§ PAGE:
-- begin --

IBM today announced fourth-quarter 2009 diluted earnings of $3.59 per share compared with diluted earnings
of $3.27 per share in the fourth quarter of 2008, an increase of 10 percent.
Fourth-quarter net income was $4.8 billion compared with $4.4 billion in the fourth quarter of 2008, an
increase of 9 percent. Total revenues for the fourth quarter of 2009 of $27.2 billion increased 1 percent
(down 5 percent, adjusting for currency) from the fourth quarter of 2008.
Samuel Palmisano, IBM's president and chief executive officer says "we concluded a strong year with a solid
performance in the fourth quarter in which we again delivered growth in margins, profit and earnings. IBM
continued to benefit from our strategic transformation, offerings that our clients value in this economy, and
our strong commitment to developing countries around the world.

-- end --

§ TO DO:
a. In the IBM fourth-quarter 2009 earnings announcement, what was net income for the fourth quarter of 2009?
b. Extend the IBM fourth-quarter 2009 earnings announcement from its last sentence.

Records from a data source

-- begin --

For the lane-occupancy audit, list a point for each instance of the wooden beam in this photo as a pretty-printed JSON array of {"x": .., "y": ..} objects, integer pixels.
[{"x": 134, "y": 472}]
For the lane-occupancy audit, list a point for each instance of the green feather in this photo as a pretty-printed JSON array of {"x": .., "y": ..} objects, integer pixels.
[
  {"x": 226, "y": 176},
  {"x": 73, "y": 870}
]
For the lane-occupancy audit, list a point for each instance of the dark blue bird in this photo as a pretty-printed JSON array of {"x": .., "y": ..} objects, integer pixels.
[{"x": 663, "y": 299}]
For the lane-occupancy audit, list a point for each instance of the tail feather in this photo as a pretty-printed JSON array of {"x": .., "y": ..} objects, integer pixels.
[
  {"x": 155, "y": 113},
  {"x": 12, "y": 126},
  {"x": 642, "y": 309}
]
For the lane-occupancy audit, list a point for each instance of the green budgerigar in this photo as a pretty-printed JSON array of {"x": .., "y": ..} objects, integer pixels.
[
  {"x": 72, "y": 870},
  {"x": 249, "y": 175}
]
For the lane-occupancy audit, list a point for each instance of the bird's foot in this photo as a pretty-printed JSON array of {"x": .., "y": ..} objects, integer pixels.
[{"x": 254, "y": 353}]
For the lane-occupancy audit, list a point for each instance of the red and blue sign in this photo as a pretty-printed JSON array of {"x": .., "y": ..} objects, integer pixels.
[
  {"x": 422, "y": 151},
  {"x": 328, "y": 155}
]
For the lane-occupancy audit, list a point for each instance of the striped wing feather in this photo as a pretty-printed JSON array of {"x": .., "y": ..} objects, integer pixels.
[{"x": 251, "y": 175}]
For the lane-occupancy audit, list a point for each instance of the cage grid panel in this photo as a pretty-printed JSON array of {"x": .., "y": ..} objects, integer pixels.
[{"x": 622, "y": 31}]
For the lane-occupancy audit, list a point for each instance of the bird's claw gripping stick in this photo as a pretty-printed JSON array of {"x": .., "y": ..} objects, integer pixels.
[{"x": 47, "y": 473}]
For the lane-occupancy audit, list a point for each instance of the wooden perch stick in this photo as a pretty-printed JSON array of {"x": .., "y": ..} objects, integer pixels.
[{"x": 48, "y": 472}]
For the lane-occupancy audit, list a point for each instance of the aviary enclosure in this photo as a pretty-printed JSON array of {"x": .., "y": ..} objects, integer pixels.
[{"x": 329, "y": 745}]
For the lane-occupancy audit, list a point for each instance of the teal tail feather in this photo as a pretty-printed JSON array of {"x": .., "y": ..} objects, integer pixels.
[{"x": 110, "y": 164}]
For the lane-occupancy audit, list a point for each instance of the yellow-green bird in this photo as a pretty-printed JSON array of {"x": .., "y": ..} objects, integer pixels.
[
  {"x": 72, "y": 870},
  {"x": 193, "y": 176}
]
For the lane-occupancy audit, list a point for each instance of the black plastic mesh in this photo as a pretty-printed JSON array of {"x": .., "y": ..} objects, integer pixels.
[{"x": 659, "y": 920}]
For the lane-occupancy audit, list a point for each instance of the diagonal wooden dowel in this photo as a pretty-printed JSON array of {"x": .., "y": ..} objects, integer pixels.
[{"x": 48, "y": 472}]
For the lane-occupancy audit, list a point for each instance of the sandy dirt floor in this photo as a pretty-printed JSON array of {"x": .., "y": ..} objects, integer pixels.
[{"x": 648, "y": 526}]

-- end --

§ TASK RESULTS:
a. $4.8 billion.

b.
"Last year, we invested in opportunities such as Smarter Planet solutions, cloud computing and advanced
analytics. These new capabilities position IBM to grow as the economy recovers. The increased operational
leverage we have established by creating a globally integrated enterprise will enable us to drive greater
profits as revenue growth returns. We are confident about 2010 and our ability to achieve the high end of
our long-term roadmap."
The company said it expects full-year 2010 diluted earnings-per-share expectations of at least $11.00.
From a geographic perspective, the Americas’ fourth-quarter revenues were $11.1 billion, a drop of 3 percent
(6 percent, adjusting for currency) from the 2008 period. Revenues from Europe/Middle East/Africa were $9.7
billion, up 2 percent (down 7 percent, adjusting for currency).
Asia-Pacific revenues increased 6 percent (down 3 percent, adjusting for currency) to $5.8 billion. OEM
revenues were $648 million, up 5 percent compared with the 2008 fourth quarter. Revenues from the company’s
growth markets organization increased 14 percent (2 percent, adjusting for currency) and represented 20
percent of geographic revenues.
Total Global Services revenues increased 2 percent (down 5 percent, adjusting for currency). Pre-tax income
increased 7 percent. Global Technology Services segment revenues increased 4 percent (down 3 percent, adjusting for
currency) to $10.1 billion.
Global Business Services segment revenues decreased 3 percent (9 percent, adjusting for currency) to $4.6 billion.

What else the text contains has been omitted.